• **Exercise requirements**
Rewrite the records from the beginning through the line that contains "[452,233,481,255]", inclusive, changing every "bounding box" to "rectangle" and leaving all else as it is. Give back only those lines.

• **Given records**
^^^^
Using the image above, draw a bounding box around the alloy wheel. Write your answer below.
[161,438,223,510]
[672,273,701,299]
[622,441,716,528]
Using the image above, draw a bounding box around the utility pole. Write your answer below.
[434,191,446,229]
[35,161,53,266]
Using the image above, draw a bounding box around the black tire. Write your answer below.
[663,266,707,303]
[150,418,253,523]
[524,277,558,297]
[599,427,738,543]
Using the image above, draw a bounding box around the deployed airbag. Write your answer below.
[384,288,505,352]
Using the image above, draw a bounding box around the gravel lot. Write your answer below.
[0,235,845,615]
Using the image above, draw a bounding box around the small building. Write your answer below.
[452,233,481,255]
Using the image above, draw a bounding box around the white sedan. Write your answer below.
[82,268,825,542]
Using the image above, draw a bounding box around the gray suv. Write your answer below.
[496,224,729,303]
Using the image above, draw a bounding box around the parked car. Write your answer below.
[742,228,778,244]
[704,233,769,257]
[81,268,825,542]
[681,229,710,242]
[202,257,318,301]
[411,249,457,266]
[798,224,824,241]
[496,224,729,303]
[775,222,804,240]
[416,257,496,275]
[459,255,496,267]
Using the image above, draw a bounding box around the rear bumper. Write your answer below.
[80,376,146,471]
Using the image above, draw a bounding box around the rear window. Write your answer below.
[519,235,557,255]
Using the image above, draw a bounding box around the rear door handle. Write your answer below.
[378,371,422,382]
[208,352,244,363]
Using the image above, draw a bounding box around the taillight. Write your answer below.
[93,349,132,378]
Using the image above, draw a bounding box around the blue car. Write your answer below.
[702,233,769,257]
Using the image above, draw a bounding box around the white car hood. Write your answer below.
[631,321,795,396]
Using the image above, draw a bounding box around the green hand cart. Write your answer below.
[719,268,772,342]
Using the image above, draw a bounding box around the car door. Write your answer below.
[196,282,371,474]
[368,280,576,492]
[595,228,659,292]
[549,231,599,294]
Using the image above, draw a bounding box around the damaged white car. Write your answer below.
^^^^
• **Output of the exercise**
Using the image above, draw a rectangle around the alloy wheel. Write your answer below.
[161,438,223,510]
[672,273,701,299]
[622,441,716,528]
Using the image above, draw a rectangle around the utility pole. Write your answer below.
[434,191,446,229]
[35,161,53,266]
Using the image above, draw a rectangle around the black tire. Write your answer below.
[663,266,707,303]
[150,418,253,523]
[524,277,558,297]
[599,427,738,543]
Using the image above, draw a rectangle around the deployed airbag. Write your answer below.
[384,288,505,352]
Using the image above, draw a rectangle around the gravel lot. Write your answer below.
[0,235,845,615]
Using the image above, draw a rectangle around the small building. Write your answer below.
[452,233,481,255]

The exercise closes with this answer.